• **REQUIREMENT**
Output the material exactly, with every line intact.

┌─ RAW DATA

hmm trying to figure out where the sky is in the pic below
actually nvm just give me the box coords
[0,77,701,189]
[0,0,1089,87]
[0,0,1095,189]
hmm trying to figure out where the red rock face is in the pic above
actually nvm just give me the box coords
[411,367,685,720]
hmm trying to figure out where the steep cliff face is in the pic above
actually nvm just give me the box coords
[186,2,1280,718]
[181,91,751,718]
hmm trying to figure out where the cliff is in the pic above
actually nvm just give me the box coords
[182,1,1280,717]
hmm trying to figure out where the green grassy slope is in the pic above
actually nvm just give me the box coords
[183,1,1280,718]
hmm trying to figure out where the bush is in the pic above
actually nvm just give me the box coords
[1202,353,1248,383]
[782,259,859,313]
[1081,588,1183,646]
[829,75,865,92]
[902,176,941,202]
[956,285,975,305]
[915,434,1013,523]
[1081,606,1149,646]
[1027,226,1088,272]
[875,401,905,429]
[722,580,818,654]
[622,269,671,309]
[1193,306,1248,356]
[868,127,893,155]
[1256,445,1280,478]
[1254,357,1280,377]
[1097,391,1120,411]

└─

• **RESULT FOR THIS TASK**
hmm trying to figure out where the sky is in the pic below
actually nvm just give me the box coords
[0,77,701,189]
[0,0,1089,87]
[0,0,1095,189]
hmm trying to figure out where the red rock face is in the pic above
actually nvm just give me the box coords
[411,367,685,720]
hmm trying to figure out where the steep cliff face is in the pic above
actually nvm just give me the box coords
[186,2,1280,718]
[181,91,751,718]
hmm trying to figure out where the cliff is in the pic above
actually nvm just give me the box coords
[182,1,1280,717]
hmm trying to figure out where the green grassy slope is in the pic above
actually nvm just give me the box coords
[183,1,1280,718]
hmm trying to figure out where the bush is in the pic above
actually nvm just give me the box coords
[1202,353,1248,383]
[782,259,859,313]
[1081,588,1183,646]
[829,75,865,92]
[902,176,941,202]
[956,285,975,305]
[915,434,1013,523]
[1081,606,1149,646]
[1027,226,1088,272]
[875,401,905,429]
[722,580,818,654]
[622,269,671,309]
[1193,306,1248,356]
[868,127,893,155]
[1256,445,1280,478]
[1254,357,1280,377]
[1097,391,1120,411]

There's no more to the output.